» **WHAT THE TASK REQUIRES**
Copy the rows below, from the line containing "square. Keep to one point per instance." through the end of the rows, both ends included.

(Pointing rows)
################

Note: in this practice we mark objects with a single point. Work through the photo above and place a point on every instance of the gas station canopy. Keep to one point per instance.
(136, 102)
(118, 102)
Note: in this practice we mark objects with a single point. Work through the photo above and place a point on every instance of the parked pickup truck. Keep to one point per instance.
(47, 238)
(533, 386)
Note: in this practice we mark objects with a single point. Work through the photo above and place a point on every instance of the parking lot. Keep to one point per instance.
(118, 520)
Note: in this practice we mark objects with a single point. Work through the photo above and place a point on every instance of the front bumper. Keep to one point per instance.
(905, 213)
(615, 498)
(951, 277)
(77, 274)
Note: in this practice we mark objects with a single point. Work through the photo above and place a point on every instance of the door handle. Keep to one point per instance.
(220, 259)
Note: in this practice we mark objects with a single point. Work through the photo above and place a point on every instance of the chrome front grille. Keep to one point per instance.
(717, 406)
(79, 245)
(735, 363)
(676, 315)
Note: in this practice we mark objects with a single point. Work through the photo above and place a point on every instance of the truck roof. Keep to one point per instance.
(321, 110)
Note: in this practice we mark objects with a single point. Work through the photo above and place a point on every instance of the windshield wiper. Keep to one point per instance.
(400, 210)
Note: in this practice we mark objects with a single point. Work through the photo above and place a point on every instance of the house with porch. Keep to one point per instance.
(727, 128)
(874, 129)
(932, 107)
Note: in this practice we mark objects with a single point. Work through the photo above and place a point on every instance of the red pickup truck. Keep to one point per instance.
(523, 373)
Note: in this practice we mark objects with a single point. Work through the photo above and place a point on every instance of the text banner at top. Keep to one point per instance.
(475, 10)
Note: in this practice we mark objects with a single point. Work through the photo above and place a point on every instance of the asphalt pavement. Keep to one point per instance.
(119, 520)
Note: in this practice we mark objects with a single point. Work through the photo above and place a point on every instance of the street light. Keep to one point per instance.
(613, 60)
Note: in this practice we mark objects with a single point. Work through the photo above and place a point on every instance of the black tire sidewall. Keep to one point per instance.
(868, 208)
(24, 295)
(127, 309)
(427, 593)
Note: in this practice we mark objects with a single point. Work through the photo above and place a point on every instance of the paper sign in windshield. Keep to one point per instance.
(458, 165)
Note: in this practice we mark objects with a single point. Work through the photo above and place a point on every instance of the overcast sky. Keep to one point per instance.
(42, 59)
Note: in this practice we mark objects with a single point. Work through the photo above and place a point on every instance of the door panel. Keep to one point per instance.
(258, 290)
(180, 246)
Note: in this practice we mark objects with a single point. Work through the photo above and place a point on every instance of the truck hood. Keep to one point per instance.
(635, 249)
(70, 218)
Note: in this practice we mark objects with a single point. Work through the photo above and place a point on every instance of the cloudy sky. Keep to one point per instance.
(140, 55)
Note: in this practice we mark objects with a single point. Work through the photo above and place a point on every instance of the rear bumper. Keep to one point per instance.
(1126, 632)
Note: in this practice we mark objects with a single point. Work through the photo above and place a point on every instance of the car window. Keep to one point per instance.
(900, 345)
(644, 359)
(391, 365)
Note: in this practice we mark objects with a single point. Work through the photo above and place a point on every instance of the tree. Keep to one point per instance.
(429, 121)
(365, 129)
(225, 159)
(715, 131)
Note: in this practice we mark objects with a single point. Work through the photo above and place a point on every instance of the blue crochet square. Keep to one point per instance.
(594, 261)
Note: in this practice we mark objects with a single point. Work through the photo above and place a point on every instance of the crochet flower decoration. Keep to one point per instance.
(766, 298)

################

» **WRITTEN REPLY**
Note: in this practice we mark objects with a single point. Work through the photo above and place a point on every instance of the blue crochet square. Keep to one point per instance.
(594, 261)
Note: in this practice we mark objects with a single point. Work through the photo above and place a point on every instance of the crochet flower decoration. Keep to one point per instance.
(766, 298)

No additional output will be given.